=== Brano da leggere ===

C’era una volta una giovane donna, che un mattino qualsiasi scoprì con grande gioia di aspettare il suo primo bambino. Le cose andarono subito per il verso giusto, ma la nausea le guastava le giornate e la stanchezza le sembrava la peggiore che avesse mai dovuto fronteggiare. “Speriamo che il primo trimestre passi in fretta, dopo dovrei sentirmi meno affaticata”, pensava lei tra uno sbadiglio e l’altro. E così le settimane passarono insieme alle nausee, ma la mamma in attesa si trovò suo malgrado a fare i conti con il mal di schiena, l’incontinenza e i crampi notturni. Era bello sentire suo figlio che scalciava, ma nei momenti di stanchezza avrebbe voluto soltanto accelerare le lancette dell’orologio, staccare le pagine del calendario a due a due. “Non vedo l’ora di arrivare in fondo”, pensava massaggiandosi i lombi. L’ultimo trimestre di gravidanza, però, fu il più faticoso di tutti. La pancia, l’insonnia, il gonfiore. “Vorrei solo partorire al più presto”, diceva la futura mamma a tutti quelli che incontrava. Alla fine salutò i primi dolori del travaglio quasi come una liberazione, pregando che tutto andasse bene. E che durasse il meno possibile, naturalmente.
Quando l’ultima spinta le restituì il suo bambino, lei pianse di gioia e di sollievo. “Vorrei che questo momento durasse per sempre”, si disse, ma quando qualcuno le mise il neonato al seno trovò che fosse piuttosto doloroso, e allora sperò che quella sensazione passasse quanto prima. Ci vollero alcune settimane perché allattare non facesse più male, però restare sveglia la notte era davvero estenuante. Al confronto, il ricordo dei primi mesi di gravidanza le sembrava una specie di cartolina dalle terme. Ogni notte, la giovane madre sognava il momento in cui suo figlio sarebbe stato finalmente capace di dormire una notte intera, da solo, nel proprio lettino. Quando, mesi dopo, quel momento arrivò, la donna si rese conto che le cose da aspettare prima di riuscire a ritrovare un po’ di libertà erano ancora tante. I primi passi, le prime parole, il vasino, la scuola materna.
“Ci credi?”, diceva anni dopo alle mamme degli amici di suo figlio, “ancora qualche anno e poi cominceranno a uscire da soli”. Ci sarebbe stato ancora da accompagnarli e recuperarli a fine serata, certo. Ma solo fino all’agognata patente. Di lì a vederlo, adulto, pronto a costruirsrsi finalmente una vita tutta sua, sarebbe stato un passo. Quando il ragazzo ottenne il diploma, sua madre pianse d’orgoglio. Fu emozionante, nei mesi successivi, aiutarlo nei preparativi del trasferimento in una celebre città universitaria. Il giorno in cui le toccò accompagnarlo alla stazione, lei non riuscì a trattenere le lacrime. “È naturale”, pensò asciugandosi le guance salate. “È inevitabile”.

===

*Esercizi*
a) Riscrivi il passo del brano che comincia con le parole "Quando l’ultima spinta" e finisce dopo "la scuola materna.", mettendo "piccolo" al posto di "neonato".
b) Conta le righe delle voci in cui compare la parola "Trace" e scrivi soltanto il numero.
Il brano e le voci non hanno alcun legame tra loro.

=== Materiale di partenza ===

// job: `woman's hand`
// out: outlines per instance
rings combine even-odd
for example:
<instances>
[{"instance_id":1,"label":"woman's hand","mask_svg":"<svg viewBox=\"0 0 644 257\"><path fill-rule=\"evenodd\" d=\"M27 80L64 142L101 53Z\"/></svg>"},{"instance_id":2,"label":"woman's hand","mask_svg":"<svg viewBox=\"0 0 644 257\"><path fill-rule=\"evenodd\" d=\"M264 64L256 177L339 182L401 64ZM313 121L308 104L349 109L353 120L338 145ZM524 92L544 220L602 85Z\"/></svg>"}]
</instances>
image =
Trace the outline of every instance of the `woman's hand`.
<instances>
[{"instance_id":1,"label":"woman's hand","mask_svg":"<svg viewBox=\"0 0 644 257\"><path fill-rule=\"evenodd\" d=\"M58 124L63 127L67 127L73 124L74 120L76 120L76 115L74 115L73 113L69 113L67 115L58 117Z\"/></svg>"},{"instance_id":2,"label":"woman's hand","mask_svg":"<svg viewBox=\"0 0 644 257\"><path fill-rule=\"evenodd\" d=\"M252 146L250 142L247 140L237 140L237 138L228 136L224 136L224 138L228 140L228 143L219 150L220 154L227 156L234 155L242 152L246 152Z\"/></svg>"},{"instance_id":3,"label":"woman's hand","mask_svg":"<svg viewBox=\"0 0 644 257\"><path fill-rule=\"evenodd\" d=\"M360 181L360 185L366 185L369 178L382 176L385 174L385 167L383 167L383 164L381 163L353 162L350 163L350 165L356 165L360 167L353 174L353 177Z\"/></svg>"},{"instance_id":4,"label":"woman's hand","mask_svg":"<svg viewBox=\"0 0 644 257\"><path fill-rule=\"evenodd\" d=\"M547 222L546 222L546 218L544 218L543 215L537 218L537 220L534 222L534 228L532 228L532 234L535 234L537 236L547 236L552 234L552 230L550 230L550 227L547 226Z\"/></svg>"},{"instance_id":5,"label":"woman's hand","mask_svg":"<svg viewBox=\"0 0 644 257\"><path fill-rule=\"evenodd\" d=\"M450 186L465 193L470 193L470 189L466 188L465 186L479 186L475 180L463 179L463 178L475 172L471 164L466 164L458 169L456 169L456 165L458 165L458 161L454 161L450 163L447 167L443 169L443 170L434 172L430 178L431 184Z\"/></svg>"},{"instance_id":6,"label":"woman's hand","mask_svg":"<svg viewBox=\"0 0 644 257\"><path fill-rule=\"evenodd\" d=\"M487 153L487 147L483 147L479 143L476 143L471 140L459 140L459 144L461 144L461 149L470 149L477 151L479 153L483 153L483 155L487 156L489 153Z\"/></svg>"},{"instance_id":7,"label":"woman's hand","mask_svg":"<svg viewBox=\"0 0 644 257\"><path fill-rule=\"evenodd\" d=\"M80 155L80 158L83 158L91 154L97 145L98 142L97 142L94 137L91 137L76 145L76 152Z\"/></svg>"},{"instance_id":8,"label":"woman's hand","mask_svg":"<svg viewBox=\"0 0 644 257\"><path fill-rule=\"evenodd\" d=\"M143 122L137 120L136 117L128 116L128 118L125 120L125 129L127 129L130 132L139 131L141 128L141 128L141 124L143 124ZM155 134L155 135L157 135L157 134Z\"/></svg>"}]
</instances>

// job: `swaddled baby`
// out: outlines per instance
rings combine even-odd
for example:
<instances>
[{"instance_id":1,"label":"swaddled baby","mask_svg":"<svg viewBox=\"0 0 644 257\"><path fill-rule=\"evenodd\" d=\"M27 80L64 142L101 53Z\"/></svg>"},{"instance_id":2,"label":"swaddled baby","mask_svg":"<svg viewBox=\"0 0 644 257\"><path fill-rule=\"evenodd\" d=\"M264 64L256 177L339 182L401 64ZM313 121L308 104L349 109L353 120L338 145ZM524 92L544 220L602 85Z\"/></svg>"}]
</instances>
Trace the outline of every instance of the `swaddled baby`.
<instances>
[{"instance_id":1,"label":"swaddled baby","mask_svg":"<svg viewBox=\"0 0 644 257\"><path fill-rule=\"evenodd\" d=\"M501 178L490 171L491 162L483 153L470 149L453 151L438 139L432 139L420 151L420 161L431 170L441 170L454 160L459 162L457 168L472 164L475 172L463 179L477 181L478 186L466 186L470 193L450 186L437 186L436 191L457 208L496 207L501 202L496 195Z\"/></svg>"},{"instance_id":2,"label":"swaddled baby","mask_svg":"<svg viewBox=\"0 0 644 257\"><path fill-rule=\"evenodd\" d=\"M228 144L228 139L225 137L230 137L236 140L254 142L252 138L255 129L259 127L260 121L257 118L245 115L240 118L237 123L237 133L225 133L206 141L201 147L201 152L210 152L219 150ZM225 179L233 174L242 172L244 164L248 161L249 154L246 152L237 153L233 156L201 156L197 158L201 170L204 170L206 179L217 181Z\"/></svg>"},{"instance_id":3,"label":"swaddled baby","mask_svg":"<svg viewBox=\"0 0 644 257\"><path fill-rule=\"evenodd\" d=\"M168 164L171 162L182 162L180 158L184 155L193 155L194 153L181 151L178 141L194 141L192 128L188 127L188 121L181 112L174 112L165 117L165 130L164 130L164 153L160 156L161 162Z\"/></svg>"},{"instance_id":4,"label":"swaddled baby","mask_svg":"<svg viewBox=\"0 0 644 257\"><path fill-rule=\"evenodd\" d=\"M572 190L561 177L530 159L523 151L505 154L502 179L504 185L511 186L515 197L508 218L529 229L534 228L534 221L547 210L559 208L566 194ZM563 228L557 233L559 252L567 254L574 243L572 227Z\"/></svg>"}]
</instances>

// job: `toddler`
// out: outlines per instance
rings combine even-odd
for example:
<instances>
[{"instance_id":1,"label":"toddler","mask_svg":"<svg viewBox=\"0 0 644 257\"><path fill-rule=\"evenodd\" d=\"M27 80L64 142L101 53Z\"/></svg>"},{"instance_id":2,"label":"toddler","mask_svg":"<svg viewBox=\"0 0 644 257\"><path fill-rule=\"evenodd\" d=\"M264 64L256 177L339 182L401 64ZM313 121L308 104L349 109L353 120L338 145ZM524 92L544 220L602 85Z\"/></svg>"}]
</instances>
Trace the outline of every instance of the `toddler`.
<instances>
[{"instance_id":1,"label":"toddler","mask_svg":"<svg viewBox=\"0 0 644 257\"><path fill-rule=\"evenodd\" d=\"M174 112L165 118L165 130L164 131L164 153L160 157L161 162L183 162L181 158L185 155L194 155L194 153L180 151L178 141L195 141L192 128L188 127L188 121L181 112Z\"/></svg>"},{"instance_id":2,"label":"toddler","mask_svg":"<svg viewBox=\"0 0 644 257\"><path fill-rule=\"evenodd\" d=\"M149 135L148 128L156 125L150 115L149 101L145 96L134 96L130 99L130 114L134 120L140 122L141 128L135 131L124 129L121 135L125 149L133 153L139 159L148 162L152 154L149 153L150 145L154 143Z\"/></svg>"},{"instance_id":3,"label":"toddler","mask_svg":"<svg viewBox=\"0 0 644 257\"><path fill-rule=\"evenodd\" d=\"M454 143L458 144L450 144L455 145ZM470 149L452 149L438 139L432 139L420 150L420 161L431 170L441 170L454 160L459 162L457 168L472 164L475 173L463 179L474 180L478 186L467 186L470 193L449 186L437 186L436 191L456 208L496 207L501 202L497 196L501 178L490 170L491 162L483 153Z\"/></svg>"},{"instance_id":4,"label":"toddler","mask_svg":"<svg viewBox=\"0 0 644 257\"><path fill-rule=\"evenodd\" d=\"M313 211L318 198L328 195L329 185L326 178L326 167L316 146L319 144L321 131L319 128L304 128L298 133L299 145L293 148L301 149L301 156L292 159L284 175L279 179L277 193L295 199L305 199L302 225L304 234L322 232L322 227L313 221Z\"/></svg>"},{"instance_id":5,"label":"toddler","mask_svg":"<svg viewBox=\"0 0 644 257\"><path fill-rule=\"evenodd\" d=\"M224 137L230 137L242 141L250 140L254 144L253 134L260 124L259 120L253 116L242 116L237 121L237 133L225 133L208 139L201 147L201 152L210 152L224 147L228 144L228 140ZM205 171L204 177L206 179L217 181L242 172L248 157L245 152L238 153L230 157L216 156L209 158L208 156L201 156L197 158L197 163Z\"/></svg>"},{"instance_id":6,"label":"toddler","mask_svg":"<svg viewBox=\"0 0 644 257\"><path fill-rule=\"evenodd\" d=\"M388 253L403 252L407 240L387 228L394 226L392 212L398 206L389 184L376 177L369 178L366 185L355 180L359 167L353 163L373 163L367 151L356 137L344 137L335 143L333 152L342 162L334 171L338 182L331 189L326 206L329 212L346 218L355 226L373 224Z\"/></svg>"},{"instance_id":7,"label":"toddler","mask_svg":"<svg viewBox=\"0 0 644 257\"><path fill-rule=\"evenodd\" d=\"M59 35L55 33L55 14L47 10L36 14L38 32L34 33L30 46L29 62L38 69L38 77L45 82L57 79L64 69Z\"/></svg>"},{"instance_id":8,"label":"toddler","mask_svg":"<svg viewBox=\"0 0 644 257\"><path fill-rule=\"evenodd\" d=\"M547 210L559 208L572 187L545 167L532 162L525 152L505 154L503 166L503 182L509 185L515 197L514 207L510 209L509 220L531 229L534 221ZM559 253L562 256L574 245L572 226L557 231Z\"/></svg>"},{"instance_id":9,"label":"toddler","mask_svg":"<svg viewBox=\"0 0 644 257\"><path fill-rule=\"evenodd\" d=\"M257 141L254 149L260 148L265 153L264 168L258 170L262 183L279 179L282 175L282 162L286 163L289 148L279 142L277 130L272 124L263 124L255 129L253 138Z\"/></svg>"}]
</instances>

===
=== Materiale di partenza ===

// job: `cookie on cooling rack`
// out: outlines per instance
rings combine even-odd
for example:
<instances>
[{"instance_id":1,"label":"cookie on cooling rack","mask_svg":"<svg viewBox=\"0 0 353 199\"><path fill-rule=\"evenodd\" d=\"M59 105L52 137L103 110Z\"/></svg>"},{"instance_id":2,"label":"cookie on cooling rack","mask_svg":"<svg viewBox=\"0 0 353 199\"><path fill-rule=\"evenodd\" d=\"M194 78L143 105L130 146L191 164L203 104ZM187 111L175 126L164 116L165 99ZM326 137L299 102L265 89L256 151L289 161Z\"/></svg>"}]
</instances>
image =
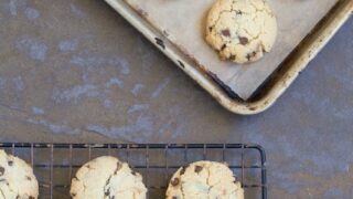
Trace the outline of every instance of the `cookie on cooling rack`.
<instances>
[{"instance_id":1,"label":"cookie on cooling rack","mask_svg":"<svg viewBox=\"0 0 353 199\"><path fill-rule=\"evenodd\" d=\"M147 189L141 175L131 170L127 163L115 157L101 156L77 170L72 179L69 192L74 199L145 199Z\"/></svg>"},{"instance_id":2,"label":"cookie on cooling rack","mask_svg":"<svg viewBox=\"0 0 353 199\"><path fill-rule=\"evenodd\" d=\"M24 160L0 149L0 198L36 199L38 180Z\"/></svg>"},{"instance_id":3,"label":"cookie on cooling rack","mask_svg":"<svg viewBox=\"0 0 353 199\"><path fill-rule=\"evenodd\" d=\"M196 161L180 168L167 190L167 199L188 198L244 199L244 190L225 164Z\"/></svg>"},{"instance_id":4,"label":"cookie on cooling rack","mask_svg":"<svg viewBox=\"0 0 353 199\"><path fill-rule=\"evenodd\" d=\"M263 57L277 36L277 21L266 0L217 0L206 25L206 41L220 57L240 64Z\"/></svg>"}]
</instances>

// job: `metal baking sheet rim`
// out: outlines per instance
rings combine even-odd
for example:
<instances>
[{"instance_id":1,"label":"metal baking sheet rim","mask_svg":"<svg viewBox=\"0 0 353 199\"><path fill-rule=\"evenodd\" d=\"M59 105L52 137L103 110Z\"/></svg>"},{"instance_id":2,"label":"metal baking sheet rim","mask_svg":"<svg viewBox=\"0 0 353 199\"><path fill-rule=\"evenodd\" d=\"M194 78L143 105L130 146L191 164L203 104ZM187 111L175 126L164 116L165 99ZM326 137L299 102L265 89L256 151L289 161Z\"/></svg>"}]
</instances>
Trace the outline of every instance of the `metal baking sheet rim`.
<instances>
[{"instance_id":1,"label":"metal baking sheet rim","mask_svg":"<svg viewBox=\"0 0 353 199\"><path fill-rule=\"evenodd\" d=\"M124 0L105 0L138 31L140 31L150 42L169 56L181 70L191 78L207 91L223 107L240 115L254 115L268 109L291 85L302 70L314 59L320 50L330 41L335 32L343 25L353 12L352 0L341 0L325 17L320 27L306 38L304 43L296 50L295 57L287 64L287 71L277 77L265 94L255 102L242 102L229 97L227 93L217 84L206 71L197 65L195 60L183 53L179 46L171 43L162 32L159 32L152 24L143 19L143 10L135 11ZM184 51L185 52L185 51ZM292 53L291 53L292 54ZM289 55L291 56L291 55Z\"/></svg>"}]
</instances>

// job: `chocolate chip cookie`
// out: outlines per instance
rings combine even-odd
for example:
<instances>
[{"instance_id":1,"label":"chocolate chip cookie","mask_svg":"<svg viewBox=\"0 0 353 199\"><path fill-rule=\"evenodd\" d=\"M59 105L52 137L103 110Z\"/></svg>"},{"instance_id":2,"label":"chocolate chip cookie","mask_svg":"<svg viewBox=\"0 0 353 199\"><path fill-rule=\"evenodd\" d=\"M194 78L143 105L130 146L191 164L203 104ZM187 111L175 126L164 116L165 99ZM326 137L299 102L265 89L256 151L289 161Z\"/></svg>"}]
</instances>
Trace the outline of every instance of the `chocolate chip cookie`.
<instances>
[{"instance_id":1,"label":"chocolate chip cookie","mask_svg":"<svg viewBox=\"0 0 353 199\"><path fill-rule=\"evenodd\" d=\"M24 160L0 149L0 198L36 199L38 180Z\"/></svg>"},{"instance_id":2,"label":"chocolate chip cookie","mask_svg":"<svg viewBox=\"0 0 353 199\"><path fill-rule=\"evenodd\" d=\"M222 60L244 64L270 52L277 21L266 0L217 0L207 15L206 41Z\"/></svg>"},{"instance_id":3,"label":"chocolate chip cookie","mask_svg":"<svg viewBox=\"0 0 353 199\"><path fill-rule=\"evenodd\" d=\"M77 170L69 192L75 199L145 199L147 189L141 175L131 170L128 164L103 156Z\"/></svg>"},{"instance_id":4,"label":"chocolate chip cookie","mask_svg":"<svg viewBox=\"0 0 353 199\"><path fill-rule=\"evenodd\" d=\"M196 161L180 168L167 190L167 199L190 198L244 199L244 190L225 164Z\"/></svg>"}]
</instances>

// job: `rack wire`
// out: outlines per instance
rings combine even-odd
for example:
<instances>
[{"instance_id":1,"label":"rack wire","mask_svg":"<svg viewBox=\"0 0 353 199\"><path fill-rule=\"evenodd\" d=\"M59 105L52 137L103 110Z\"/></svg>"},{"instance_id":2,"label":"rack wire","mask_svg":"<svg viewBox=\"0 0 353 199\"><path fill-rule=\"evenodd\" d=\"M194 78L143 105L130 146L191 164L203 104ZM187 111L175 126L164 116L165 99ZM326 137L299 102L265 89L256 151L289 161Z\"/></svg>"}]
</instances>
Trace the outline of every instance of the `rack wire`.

===

*Soluzioni*
a)
Quando l’ultima spinta le restituì il suo bambino, lei pianse di gioia e di sollievo. “Vorrei che questo momento durasse per sempre”, si disse, ma quando qualcuno le mise il piccolo al seno trovò che fosse piuttosto doloroso, e allora sperò che quella sensazione passasse quanto prima. Ci vollero alcune settimane perché allattare non facesse più male, però restare sveglia la notte era davvero estenuante. Al confronto, il ricordo dei primi mesi di gravidanza le sembrava una specie di cartolina dalle terme. Ogni notte, la giovane madre sognava il momento in cui suo figlio sarebbe stato finalmente capace di dormire una notte intera, da solo, nel proprio lettino. Quando, mesi dopo, quel momento arrivò, la donna si rese conto che le cose da aspettare prima di riuscire a ritrovare un po’ di libertà erano ancora tante. I primi passi, le prime parole, il vasino, la scuola materna.

b) 7